▶ **Textauszug**:
++++++++++++++++++++
Dem einen das Bein – dem anderen den Wald

Dem einen der Wald – dem anderen das Holzbein

Erinnerungen an einen Deserteur

Zeichen: 18.223. Ich weiß nicht, ob es ihnen manchmal auch so geht wie mir: Beim Aufräumen finde ich einen alten Text wieder und denke, wieso wollte den Text damals niemand veröffentlichen? So ging es mir mit diesem. Damals, das war 1983. Ich war Maschinenschlosser in einer Rüstungsschmiede. Genauer: Auf der Werft von Blohm & Voss. Eine Karriere, die übrigens nach zwei Jahren plötzlich von der Personalabteilung der Firma beendet wurde.

Nicht wie sie vielleicht vermuten. In der Klageschrift vor dem Arbeitsgericht schrieb der gegnerische Rechtsanwalt, daß der Kläger – also ich – dieses Jahr überhaupt noch nicht zur Arbeit erschienen sei, was ich besonders beleidigend fand, weil das Jahr gerade erst 20 Tage alt war. Ich erhielt eine Abfindung von 3.200 D-Mark. Bei Blohm & Voss bauten wir Fregatten für alle Welt: Nigeria, Türkei, Argentinien.
++++++++++++++++++++
▶ **Bereitgestelltes Material**:
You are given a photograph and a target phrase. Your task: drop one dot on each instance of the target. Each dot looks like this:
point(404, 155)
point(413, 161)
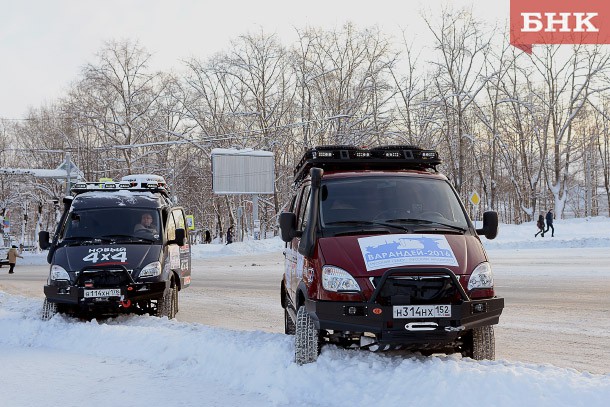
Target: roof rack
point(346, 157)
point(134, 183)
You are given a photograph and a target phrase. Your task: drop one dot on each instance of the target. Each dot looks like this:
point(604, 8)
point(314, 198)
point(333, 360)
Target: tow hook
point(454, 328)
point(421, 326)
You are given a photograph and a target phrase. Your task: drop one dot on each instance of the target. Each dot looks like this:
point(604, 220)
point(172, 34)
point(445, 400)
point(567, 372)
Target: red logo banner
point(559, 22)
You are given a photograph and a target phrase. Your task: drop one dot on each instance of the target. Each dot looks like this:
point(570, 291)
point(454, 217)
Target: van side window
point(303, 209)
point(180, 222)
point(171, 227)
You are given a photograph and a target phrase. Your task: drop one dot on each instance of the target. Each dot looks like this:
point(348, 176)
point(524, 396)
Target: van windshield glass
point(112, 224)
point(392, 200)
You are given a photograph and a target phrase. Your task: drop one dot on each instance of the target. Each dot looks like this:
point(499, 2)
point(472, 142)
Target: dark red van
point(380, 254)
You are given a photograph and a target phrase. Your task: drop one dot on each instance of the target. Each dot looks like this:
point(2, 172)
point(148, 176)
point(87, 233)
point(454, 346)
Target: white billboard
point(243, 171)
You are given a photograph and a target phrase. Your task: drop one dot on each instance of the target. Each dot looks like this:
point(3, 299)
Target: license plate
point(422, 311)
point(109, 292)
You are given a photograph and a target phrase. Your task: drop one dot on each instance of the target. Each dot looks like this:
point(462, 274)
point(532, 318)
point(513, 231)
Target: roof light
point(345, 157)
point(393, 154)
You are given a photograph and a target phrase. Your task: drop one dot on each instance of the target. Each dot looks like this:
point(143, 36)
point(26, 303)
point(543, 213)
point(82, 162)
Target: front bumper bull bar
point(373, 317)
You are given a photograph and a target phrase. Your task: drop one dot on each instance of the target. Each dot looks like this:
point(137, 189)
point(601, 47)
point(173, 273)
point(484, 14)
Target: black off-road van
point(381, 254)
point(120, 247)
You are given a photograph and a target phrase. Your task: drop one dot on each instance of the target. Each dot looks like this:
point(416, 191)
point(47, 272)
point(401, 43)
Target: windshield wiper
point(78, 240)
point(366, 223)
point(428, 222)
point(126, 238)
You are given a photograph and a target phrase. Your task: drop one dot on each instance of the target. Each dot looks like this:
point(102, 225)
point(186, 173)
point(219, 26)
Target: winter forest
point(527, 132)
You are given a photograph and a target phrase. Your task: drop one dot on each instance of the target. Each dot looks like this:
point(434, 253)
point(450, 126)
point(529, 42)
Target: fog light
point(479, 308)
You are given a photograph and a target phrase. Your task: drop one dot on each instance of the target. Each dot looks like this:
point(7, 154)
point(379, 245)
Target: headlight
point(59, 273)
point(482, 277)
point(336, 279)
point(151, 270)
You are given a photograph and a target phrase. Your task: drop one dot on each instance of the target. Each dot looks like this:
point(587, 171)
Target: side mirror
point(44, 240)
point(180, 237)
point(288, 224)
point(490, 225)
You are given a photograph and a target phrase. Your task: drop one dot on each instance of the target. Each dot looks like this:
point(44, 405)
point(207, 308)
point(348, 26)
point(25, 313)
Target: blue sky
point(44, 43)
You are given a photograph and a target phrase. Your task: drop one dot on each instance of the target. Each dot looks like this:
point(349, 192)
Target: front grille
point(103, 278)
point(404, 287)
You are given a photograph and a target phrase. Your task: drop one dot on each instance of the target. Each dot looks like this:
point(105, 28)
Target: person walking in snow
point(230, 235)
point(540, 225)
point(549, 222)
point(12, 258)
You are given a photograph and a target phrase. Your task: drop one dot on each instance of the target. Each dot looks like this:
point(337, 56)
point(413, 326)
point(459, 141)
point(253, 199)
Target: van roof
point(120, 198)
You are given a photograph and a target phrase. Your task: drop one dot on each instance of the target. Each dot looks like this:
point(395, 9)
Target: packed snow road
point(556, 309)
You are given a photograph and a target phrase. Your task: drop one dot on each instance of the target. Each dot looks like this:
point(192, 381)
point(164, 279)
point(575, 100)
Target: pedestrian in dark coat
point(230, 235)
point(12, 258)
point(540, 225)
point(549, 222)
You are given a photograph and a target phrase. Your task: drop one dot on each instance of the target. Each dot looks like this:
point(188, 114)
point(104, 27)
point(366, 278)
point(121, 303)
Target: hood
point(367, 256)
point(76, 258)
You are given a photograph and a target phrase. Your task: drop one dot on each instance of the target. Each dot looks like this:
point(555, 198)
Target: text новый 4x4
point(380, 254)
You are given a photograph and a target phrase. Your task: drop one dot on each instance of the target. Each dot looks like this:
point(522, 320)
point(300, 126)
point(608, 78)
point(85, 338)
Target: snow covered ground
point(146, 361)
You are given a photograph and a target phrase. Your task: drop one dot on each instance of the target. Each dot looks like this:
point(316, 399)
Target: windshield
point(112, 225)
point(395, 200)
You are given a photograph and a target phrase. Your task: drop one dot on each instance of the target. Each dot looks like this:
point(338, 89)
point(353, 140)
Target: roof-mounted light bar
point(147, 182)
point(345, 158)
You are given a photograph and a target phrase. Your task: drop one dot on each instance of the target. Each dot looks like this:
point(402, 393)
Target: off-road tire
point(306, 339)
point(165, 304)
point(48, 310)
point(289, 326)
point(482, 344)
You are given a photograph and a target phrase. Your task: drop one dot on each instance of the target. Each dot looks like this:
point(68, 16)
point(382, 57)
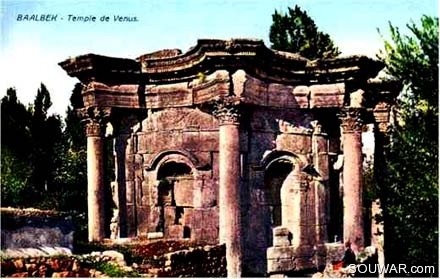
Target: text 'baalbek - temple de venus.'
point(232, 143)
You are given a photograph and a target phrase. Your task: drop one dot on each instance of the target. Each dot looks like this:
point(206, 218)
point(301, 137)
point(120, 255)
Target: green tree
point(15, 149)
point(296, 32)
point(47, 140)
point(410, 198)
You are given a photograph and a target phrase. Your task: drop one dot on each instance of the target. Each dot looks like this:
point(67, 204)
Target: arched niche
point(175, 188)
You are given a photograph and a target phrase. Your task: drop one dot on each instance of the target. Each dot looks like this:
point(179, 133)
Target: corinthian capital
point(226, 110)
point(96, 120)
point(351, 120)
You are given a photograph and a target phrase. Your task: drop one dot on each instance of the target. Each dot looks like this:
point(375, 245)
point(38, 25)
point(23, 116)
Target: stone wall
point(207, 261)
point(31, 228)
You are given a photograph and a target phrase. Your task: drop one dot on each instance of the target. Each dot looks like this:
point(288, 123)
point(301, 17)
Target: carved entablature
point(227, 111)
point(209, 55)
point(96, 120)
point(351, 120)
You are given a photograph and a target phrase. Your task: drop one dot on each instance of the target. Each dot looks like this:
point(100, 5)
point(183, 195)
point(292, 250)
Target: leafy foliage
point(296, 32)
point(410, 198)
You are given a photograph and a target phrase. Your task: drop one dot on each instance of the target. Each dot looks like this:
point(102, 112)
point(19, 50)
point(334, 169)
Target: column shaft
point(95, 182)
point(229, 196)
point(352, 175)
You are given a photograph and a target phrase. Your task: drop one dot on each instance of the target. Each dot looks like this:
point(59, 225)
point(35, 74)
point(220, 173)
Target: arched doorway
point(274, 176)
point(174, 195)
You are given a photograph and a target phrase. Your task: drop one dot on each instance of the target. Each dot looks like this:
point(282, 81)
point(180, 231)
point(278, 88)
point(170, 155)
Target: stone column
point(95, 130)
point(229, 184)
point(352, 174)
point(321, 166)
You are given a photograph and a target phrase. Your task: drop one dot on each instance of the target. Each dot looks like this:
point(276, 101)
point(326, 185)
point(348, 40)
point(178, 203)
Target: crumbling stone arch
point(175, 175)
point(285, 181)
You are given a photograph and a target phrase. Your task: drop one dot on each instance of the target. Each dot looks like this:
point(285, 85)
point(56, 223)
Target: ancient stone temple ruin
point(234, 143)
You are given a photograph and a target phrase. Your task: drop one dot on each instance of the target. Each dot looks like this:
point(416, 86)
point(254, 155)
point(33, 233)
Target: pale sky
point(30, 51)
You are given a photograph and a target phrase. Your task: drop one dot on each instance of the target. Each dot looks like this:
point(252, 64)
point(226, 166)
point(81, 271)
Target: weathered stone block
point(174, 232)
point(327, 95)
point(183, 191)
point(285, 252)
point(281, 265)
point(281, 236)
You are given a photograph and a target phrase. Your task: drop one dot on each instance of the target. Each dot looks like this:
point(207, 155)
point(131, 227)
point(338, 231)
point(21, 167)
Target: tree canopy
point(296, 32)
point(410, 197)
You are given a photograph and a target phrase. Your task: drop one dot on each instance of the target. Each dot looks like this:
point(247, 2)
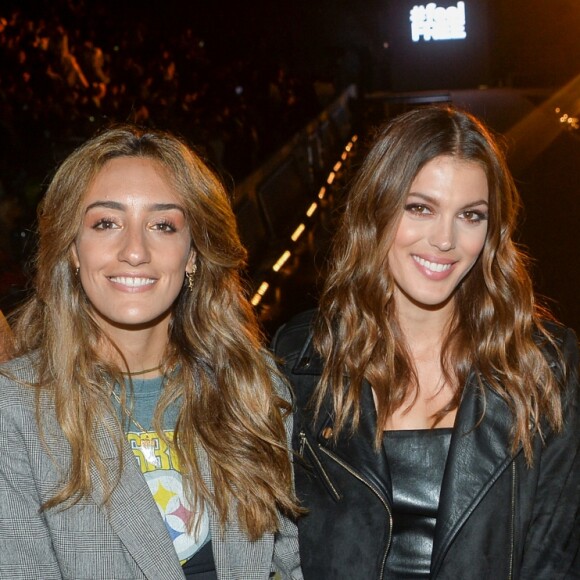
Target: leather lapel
++++++++++++++++++++
▶ **Arbeitsaufträge**:
#1 Wie hoch war laut dem Textauszug die Abfindung, die die erzählende Person erhielt?
#2 Schreiben Sie die Datensätze von ihrem Anfang bis einschließlich der Zeile mit „point(373, 317)“ Zeile für Zeile genau ab und lassen Sie dabei die Bilder weg.

▶ **Lösungen**:
#1 3.200 D-Mark.

#2
You are given a photograph and a target phrase. Your task: drop one dot on each instance of the target. Each dot looks like this:
point(404, 155)
point(413, 161)
Target: roof rack
point(346, 157)
point(134, 183)
You are given a photograph and a target phrase. Your task: drop one dot on each instance of the target. Each dot looks like this:
point(604, 8)
point(314, 198)
point(333, 360)
Target: tow hook
point(454, 328)
point(421, 326)
You are given a photograph and a target phrase. Your task: drop one dot on each instance of the target. Each dot looks like this:
point(604, 220)
point(172, 34)
point(445, 400)
point(567, 372)
Target: red logo banner
point(559, 22)
You are given a photograph and a target phrase. Your task: drop one dot on each instance of the target. Each dot looks like this:
point(570, 291)
point(454, 217)
Target: van side window
point(303, 209)
point(180, 222)
point(171, 227)
You are given a photograph and a target phrase. Your task: drop one dot on each instance of the target. Each dot looks like this:
point(348, 176)
point(524, 396)
Target: van windshield glass
point(112, 224)
point(392, 200)
You are given a photograph and a target phrase. Your task: drop one dot on each instance of the target. Each dot looks like this:
point(499, 2)
point(472, 142)
Target: dark red van
point(380, 254)
You are given a photograph and a target phrase. Your task: drop one dot on each instance of the target. Each dot looks like this:
point(2, 172)
point(148, 176)
point(87, 233)
point(454, 346)
Target: white billboard
point(243, 171)
You are given a photograph and a target phrase. Your task: drop one dot on each instance of the target. Each dot looks like this:
point(3, 299)
Target: license plate
point(422, 311)
point(109, 292)
You are given a photograph and a target phrase. Your task: drop one dot on each instance of the target. Each dot looks like this:
point(462, 274)
point(532, 318)
point(513, 231)
Target: roof light
point(345, 157)
point(393, 154)
You are given a photograph and a target phrase. Your task: drop one dot on each instance of the target. Each dot looks like this:
point(143, 36)
point(26, 303)
point(543, 213)
point(82, 162)
Target: front bumper bull bar
point(373, 317)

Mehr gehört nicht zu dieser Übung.